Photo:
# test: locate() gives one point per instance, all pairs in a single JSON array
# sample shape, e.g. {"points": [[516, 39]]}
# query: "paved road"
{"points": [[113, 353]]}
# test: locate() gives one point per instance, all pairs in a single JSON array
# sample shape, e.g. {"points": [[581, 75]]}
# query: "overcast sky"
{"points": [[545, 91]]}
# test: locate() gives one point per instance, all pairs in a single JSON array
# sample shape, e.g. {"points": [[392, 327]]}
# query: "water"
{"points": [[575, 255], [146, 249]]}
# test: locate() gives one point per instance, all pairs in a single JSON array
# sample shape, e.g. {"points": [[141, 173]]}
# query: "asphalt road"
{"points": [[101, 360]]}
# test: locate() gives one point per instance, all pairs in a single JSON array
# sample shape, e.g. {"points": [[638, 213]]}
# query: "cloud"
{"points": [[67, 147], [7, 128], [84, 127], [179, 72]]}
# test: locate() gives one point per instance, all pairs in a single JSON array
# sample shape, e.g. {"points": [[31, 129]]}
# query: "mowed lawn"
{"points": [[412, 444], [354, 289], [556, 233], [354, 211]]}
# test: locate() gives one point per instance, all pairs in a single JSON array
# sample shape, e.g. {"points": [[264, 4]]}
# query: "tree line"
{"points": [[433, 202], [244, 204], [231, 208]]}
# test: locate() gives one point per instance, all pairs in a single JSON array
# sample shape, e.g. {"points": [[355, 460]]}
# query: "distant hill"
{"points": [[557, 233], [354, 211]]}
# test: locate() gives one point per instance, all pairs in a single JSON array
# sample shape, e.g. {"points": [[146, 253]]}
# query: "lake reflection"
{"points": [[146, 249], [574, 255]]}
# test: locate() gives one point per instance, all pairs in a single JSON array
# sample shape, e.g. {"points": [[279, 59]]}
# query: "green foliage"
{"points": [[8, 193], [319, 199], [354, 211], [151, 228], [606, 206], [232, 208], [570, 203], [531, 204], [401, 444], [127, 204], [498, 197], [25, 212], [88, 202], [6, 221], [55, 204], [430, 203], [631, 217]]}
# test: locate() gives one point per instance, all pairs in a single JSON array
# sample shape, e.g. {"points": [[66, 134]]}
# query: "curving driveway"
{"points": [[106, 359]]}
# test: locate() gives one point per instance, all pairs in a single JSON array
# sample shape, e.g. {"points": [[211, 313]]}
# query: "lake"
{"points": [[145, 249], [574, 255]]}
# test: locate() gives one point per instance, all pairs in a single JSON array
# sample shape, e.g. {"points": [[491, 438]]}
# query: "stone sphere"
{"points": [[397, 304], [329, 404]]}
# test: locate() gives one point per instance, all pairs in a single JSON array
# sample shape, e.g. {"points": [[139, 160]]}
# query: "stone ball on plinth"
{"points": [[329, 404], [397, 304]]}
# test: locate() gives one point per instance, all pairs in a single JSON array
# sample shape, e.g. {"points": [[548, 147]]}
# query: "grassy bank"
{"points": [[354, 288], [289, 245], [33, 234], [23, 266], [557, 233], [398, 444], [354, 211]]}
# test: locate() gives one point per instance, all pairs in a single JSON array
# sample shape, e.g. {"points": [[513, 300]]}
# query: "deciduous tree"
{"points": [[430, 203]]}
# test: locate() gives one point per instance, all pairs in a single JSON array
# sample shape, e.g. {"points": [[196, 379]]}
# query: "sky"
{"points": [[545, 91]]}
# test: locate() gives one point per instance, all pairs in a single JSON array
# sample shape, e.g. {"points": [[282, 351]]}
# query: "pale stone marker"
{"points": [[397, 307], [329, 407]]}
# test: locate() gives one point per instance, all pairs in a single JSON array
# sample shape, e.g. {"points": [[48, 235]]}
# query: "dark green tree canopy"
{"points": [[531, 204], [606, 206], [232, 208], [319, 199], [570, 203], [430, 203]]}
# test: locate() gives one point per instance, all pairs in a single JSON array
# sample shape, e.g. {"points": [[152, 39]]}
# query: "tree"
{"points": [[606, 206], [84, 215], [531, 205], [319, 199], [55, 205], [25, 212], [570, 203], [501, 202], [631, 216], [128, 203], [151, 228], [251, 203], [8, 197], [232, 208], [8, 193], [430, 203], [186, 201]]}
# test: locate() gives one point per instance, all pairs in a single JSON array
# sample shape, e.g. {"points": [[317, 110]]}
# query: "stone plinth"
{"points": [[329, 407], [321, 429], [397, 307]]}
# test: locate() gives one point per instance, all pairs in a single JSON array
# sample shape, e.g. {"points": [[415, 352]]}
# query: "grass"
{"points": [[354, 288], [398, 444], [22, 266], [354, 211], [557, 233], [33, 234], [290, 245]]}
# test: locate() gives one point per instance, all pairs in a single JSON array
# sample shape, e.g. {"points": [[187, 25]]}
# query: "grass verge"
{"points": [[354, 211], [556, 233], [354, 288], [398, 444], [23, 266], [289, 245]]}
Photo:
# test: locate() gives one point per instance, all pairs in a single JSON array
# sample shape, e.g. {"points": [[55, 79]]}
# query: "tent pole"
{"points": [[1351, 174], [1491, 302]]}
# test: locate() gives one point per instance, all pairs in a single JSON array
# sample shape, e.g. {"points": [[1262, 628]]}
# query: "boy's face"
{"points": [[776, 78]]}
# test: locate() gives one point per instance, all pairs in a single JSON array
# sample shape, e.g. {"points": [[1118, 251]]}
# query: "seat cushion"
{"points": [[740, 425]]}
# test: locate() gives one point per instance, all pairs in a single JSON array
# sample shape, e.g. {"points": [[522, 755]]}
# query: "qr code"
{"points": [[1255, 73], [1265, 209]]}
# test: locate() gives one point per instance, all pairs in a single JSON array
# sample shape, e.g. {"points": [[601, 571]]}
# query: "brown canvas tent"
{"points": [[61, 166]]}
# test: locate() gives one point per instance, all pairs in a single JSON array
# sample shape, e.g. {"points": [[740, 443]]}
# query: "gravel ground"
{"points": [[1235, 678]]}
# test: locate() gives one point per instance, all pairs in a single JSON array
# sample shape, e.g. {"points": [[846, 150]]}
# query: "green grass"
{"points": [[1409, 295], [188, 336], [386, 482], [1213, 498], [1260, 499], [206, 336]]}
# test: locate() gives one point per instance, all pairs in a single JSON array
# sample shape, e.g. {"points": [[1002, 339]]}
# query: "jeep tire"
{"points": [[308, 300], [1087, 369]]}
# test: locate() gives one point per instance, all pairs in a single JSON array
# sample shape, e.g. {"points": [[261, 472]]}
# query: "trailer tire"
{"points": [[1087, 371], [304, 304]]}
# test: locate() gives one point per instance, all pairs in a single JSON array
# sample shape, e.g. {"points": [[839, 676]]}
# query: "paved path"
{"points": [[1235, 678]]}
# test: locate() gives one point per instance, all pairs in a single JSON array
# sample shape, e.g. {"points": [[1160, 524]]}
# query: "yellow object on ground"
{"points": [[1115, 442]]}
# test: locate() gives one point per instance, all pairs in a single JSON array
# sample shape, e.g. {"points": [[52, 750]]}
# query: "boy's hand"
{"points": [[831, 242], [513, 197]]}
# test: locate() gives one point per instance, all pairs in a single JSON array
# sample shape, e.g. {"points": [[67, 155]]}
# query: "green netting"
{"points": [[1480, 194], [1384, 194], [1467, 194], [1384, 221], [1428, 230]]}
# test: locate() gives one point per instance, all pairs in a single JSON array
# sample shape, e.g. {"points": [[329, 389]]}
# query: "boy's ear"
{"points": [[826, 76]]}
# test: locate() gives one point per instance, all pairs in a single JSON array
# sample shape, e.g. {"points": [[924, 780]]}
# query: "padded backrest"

**YOUR OBJECTIVE:**
Everything in the data should be copied exactly. Leave nothing out.

**COMPLETED TASK:**
Photo:
# test: locate() gives one point per instance, all pairs in a single JSON array
# sample shape, e.g. {"points": [[516, 39]]}
# query: "paved road"
{"points": [[113, 353]]}
# test: locate() gives one point per instance, all pairs in a single JSON array
# sample shape, e.g. {"points": [[581, 75]]}
# query: "overcast sky"
{"points": [[545, 91]]}
# test: locate() gives one point per instance, all pairs in a single JSON array
# sample shape, e.g. {"points": [[392, 327]]}
# query: "water"
{"points": [[575, 255], [146, 249]]}
# test: locate() gives one point per instance, all pairs in a single JSON array
# sample shape, e.g. {"points": [[141, 173]]}
# query: "asphalt road"
{"points": [[101, 360]]}
# test: locate() gives one point per instance, all pairs in a single JSON array
# sample shape, e.g. {"points": [[638, 213]]}
# query: "cloud"
{"points": [[67, 147], [7, 128], [84, 127], [179, 72]]}
# test: locate() gives one point per instance, all pairs in a single JSON array
# sample shape, e.g. {"points": [[31, 129]]}
# query: "mowed lawn"
{"points": [[412, 444], [354, 289], [556, 233], [354, 211]]}
# test: locate() gives one point per instance, all pairs in a single JSON array
# sample shape, e.g. {"points": [[264, 4]]}
# query: "tree line"
{"points": [[433, 202], [244, 204], [231, 208]]}
# test: locate() gives one point per instance, all pairs in a single JSON array
# sample shape, e.g. {"points": [[355, 460]]}
# query: "distant hill"
{"points": [[557, 233], [354, 211]]}
# test: locate() gives one point per instance, all pairs in a single JSON array
# sample shape, e.g. {"points": [[146, 253]]}
# query: "lake reflection"
{"points": [[146, 249], [574, 255]]}
# test: locate() gives one point per instance, all pairs in a single JSON array
# sample shape, e.g. {"points": [[279, 59]]}
# query: "green foliage"
{"points": [[8, 193], [319, 199], [354, 211], [151, 228], [606, 206], [232, 208], [570, 203], [531, 204], [401, 444], [127, 204], [498, 197], [25, 212], [88, 202], [6, 221], [55, 204], [430, 203], [631, 217]]}
# test: locate() gives one point per instance, all pairs in a single JSON array
# sample shape, e.g. {"points": [[66, 134]]}
# query: "curving driveway"
{"points": [[106, 359]]}
# test: locate() gives one point per instance, all pairs in a single JSON array
# sample shape, e.g. {"points": [[211, 313]]}
# query: "lake"
{"points": [[145, 249], [574, 255]]}
# test: locate() gives one point per instance, all pairs in a single JSON array
# sample shape, e.g. {"points": [[491, 438]]}
# query: "stone sphere"
{"points": [[397, 304], [329, 404]]}
# test: locate() gives one point per instance, all pairs in a single JSON array
# sample shape, e.g. {"points": [[139, 160]]}
# query: "stone ball on plinth"
{"points": [[329, 404], [397, 304]]}
# test: locate() gives one point per instance, all pairs in a single JSON array
# sample shape, e.g. {"points": [[548, 147]]}
# query: "grassy bank"
{"points": [[354, 288], [289, 245], [33, 234], [23, 266], [557, 233], [398, 444], [354, 211]]}
# test: locate() gives one point per instance, all pairs in a single JSON array
# sample shape, e.g. {"points": [[513, 300]]}
# query: "deciduous tree"
{"points": [[430, 203]]}
# test: locate() gives one point per instance, all pairs in a single JSON array
# sample shape, e.g. {"points": [[196, 379]]}
# query: "sky"
{"points": [[545, 91]]}
# test: locate() gives one point per instance, all pairs in a single JSON array
# sample shape, e.g. {"points": [[282, 351]]}
# query: "pale stone marker"
{"points": [[397, 307], [329, 407]]}
# test: locate() gives one point per instance, all pairs in a single JSON array
# sample shape, e.g. {"points": [[48, 235]]}
# query: "dark green tree canopy"
{"points": [[531, 204], [606, 206], [232, 208], [319, 199], [570, 203], [430, 203]]}
# test: locate() gives one point per instance, all pairs in a single JSON array
# sample shape, e.g. {"points": [[152, 39]]}
# query: "tree"
{"points": [[606, 206], [84, 215], [531, 205], [319, 199], [55, 205], [25, 212], [570, 203], [501, 202], [631, 216], [128, 203], [151, 228], [251, 203], [8, 197], [232, 208], [8, 193], [430, 203], [186, 201]]}
# test: locate() gives one point per instance, all pairs in a single JSON array
# sample shape, e.g. {"points": [[317, 110]]}
# query: "stone plinth"
{"points": [[329, 407], [321, 429], [397, 307]]}
# test: locate() gives one point per instance, all pairs in a single JSON array
# sample shape, e.g. {"points": [[415, 352]]}
# query: "grass"
{"points": [[354, 288], [398, 444], [22, 266], [354, 211], [557, 233], [33, 234], [290, 245]]}
# test: locate() gives one point per instance, all pairs in a single JSON array
# sample shape, e.g. {"points": [[187, 25]]}
# query: "grass verge"
{"points": [[354, 211], [556, 233], [354, 288], [398, 444], [23, 266], [289, 245]]}
Photo:
# test: locate() gives one point per instance, all pairs in a single JSON array
# sample shape, e.g. {"points": [[55, 79]]}
# query: "tent pole"
{"points": [[1351, 174], [1491, 302]]}
# test: locate() gives one point per instance, all pairs in a single JSON array
# sample shape, e.g. {"points": [[1262, 628]]}
# query: "boy's face"
{"points": [[776, 78]]}
# test: locate() gives one point per instance, all pairs in a single JSON array
# sample shape, e.g. {"points": [[1118, 251]]}
# query: "seat cushion"
{"points": [[740, 425]]}
# test: locate() gives one point per instance, all pairs in a single JSON array
# sample shape, e.g. {"points": [[522, 755]]}
# query: "qr code"
{"points": [[1255, 73], [1265, 209]]}
# test: locate() gives one point per instance, all pairs in a single JSON array
# sample shape, e.g. {"points": [[601, 571]]}
# query: "brown canvas tent"
{"points": [[61, 166]]}
# test: locate() gives one point per instance, all pairs in a single JSON array
# sample shape, e.g. {"points": [[740, 443]]}
# query: "gravel ground"
{"points": [[1235, 678]]}
# test: locate() gives one point per instance, all pairs in a single JSON array
# sample shape, e.g. {"points": [[846, 150]]}
# query: "green grass"
{"points": [[1409, 295], [188, 336], [386, 482], [1213, 498], [1260, 499], [206, 336]]}
# test: locate() gives one point per instance, all pairs in a single JSON array
# sample shape, e.g. {"points": [[1002, 339]]}
# query: "jeep tire"
{"points": [[308, 300], [1087, 369]]}
# test: locate() gives one point per instance, all pairs in a single JSON array
# sample shape, e.g. {"points": [[261, 472]]}
# query: "trailer tire"
{"points": [[1087, 371], [304, 304]]}
# test: locate() gives one point per instance, all pairs in a single JSON array
# sample shape, e.g. {"points": [[839, 676]]}
# query: "paved path"
{"points": [[1235, 678]]}
# test: locate() gives one point per instance, all pairs in a single JSON array
# sample shape, e.g. {"points": [[1160, 524]]}
# query: "yellow object on ground"
{"points": [[1115, 442]]}
# test: locate() gives one point per instance, all pairs in a single JSON array
# sample shape, e.g. {"points": [[52, 750]]}
# query: "boy's hand"
{"points": [[831, 242], [513, 197]]}
# test: locate() gives one point per instance, all pairs in a single JSON array
# sample shape, e.g. {"points": [[67, 155]]}
# query: "green netting"
{"points": [[1480, 194], [1384, 194], [1467, 194], [1384, 221], [1428, 230]]}
# test: locate() gives one point per instance, all pairs in a single JSON array
# sample shape, e.g. {"points": [[329, 389]]}
# query: "boy's ear"
{"points": [[826, 76]]}
# test: locate() gives one point per instance, all pairs in a single JSON array
# sample shape, e.g. {"points": [[924, 780]]}
# query: "padded backrest"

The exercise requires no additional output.